======== Text shown
My article in The Times RED BOX 8th September 2020
(Written originally for the Railway Industry Association)
If the UK’s battle against coronavirus has taught us anything, it is the importance of our essential industries. The impact of this disease on our communities and our economy has been devastating, not least on the passenger railway. There is a lot we can do now — let the regional enhancements burst out of the Network Rail planning locker, put them on the “up fast”, into action and draw them forward as soon as possible.
The totally unbalanced economic modelling towards city economies in a system called Webtag has just hit the buffers. The franchise system that has defined the railway for the past 25 years or so is gone — let us be under no illusion. A rail revolution is around the corner.
In my constituency of West Dorset I have been asking residents to let me know who their unsung heroes are during this challenging time. There are too many to count but, today, I would like to offer a personal thank you to those working in the rail sector; my former colleagues who have kept the railway running and, without whom, coronavirus would have hit much harder.
UK rail has delivered a service at a time of need. My own home station of Sherborne is, in itself, a good example of how Network Rail and contractors have been ensuring that key workers and important resources could be best used. The supply chain has risen to the challenge as well, with some rail manufacturers repurposing facilities at short notice to produce PPE and other essential equipment for the NHS. Others worked doubly hard to ensure our rail network is maintained.
Rail is not only a crucial industry in the battle against coronavirus, it is the nation’s arteries and it should be viewed as the central plank of our recovery. Investment in infrastructure will be crucial as Britain fights back to reverse the damage inflicted on jobs and livelihoods by this crisis; and we have, right now, a unique once-in-a-lifetime opportunity to speed up infrastructure investment in rail.
================
======== Entries shown
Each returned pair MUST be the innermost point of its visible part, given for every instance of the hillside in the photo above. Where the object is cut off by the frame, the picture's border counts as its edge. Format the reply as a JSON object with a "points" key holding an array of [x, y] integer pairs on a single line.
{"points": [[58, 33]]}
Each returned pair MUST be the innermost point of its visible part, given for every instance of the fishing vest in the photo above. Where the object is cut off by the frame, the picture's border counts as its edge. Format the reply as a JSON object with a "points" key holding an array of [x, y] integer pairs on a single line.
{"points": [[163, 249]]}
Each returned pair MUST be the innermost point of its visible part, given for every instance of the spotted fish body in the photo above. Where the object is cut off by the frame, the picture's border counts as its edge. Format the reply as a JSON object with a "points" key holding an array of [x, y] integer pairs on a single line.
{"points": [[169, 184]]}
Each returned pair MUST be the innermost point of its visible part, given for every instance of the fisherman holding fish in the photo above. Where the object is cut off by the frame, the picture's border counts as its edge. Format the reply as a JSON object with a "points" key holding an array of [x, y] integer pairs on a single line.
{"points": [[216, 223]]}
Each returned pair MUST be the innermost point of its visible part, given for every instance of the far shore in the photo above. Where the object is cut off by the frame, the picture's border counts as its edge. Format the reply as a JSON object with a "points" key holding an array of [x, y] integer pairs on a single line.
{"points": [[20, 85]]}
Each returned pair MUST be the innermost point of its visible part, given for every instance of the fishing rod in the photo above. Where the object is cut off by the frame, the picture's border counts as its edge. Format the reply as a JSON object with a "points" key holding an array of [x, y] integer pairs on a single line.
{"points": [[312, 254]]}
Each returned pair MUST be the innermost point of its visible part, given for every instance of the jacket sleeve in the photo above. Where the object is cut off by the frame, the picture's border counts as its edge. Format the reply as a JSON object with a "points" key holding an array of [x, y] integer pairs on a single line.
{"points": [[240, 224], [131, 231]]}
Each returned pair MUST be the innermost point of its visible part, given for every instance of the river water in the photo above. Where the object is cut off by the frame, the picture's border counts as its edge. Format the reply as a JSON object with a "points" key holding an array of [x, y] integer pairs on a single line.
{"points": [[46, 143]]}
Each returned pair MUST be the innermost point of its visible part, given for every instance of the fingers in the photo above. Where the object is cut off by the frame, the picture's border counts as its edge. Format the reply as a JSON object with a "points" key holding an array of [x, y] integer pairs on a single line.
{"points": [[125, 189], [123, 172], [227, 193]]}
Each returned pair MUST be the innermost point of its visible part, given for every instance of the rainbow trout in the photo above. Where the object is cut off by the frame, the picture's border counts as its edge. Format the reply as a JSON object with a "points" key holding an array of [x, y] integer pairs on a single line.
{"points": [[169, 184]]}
================
### Work task A
List every organization named in the article on rail and coronavirus.
### Work task B
Translate this sentence from the article on rail and coronavirus into Spanish: "UK rail has delivered a service at a time of need."

### Answer space A
The Times
Railway Industry Association
Network Rail
NHS

### Answer space B
El ferrocarril del Reino Unido ha prestado un servicio en un momento de necesidad.